Stated exercise
Arrange the lines from the row containing "Please place a point on the building" up to and including the last row as a numbered list, leaving out any blank lines.

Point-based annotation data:
[Begin]
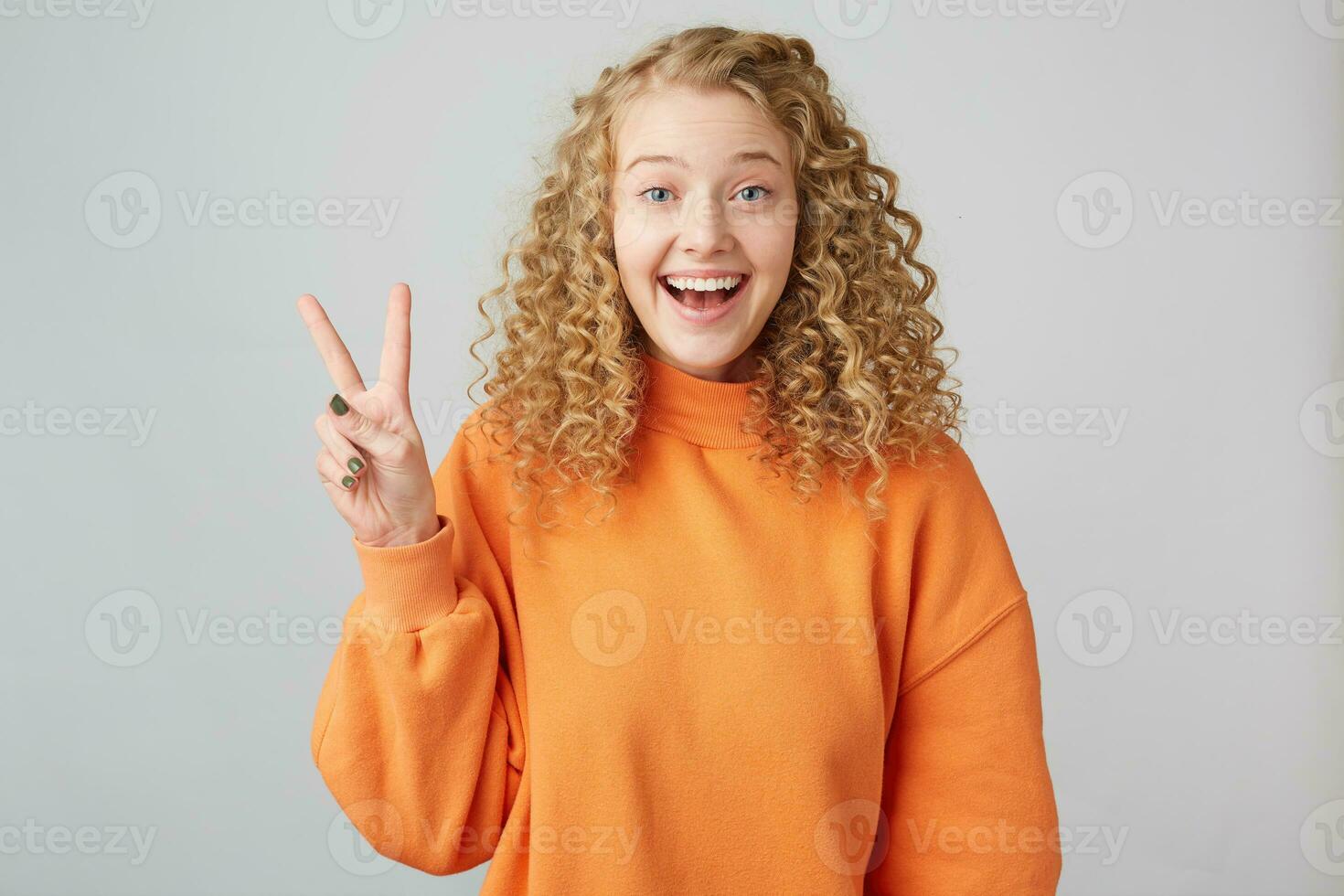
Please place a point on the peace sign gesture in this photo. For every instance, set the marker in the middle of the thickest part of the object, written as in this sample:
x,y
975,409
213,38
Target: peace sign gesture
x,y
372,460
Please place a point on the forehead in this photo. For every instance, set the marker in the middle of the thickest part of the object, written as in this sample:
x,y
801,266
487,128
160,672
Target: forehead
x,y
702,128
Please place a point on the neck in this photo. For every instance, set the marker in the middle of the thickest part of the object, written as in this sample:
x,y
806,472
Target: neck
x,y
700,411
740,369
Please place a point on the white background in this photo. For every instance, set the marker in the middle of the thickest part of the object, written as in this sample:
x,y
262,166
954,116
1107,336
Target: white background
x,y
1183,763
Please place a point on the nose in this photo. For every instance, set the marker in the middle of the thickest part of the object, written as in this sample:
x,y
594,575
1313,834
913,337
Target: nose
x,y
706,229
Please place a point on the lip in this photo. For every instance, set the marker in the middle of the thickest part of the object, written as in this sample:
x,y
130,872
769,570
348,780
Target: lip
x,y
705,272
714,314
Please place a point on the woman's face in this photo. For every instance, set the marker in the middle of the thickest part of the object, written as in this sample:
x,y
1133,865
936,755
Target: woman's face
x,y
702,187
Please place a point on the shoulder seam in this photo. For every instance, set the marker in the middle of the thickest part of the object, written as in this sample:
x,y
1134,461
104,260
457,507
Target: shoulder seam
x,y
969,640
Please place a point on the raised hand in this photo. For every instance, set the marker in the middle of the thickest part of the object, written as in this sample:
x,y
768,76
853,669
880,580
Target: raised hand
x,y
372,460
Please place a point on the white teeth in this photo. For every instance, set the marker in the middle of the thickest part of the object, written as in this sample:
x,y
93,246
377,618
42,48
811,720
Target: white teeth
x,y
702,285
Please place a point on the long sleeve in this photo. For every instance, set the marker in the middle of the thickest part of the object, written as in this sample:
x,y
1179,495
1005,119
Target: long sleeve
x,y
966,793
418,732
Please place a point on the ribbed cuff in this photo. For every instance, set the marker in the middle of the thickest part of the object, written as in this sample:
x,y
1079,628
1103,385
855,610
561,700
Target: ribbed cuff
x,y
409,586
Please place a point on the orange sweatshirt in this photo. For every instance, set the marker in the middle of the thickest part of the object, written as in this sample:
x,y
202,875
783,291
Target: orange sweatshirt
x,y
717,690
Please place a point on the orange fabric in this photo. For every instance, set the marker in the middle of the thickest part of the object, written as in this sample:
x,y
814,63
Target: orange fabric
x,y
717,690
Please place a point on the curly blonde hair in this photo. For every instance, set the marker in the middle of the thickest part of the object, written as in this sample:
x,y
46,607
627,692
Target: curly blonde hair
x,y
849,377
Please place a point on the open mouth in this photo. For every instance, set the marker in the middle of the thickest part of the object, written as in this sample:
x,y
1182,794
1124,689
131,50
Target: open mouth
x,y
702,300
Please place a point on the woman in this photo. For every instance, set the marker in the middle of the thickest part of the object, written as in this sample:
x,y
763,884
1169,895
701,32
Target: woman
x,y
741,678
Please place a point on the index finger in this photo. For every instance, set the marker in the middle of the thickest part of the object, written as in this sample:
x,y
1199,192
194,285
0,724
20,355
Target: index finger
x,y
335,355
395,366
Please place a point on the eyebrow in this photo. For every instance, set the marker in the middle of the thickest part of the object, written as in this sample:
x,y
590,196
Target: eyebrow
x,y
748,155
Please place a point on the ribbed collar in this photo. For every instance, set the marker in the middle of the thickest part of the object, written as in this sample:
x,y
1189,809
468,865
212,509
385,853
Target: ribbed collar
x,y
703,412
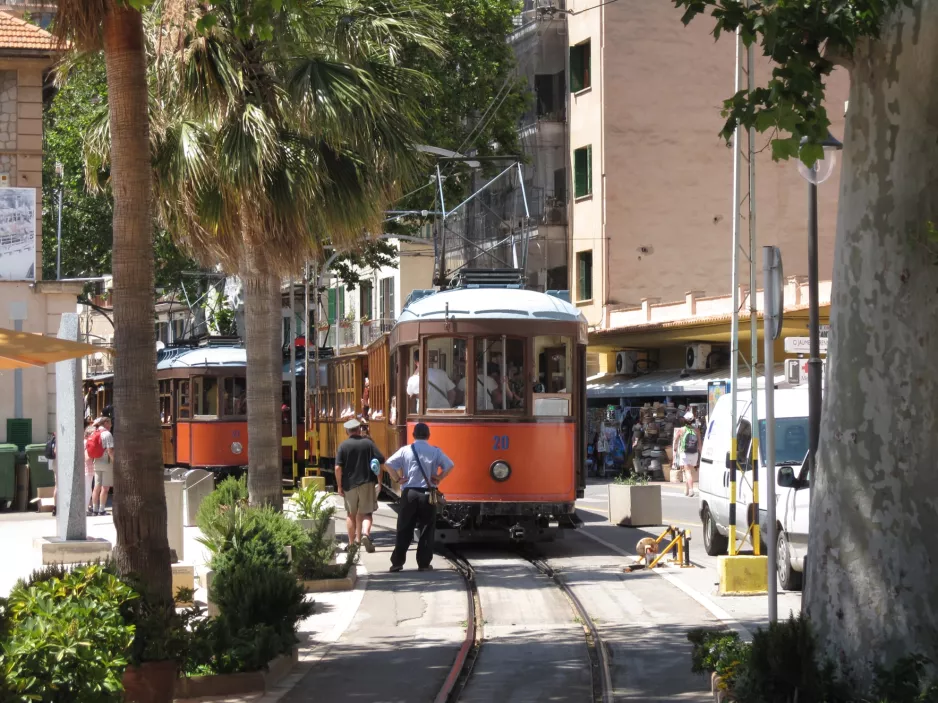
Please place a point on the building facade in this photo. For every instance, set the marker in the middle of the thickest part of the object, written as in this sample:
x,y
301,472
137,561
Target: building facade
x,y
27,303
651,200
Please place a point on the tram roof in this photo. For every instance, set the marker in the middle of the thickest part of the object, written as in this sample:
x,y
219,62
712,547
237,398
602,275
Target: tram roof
[End]
Written solution
1. Please place a point on the building facade in this photo. For every instance, set the marker in the middle of the thickest part of the object, written as in this sample:
2. x,y
3. 301,472
4. 137,561
5. Target: building facade
6. x,y
7. 27,303
8. 651,200
9. Please place a point on the tram roof in this photo. For every instance, set the marker in the middle of the thickest part of the object, written as in this sample:
10. x,y
11. 219,62
12. 712,547
13. 237,398
14. 602,275
15. Target: tram roof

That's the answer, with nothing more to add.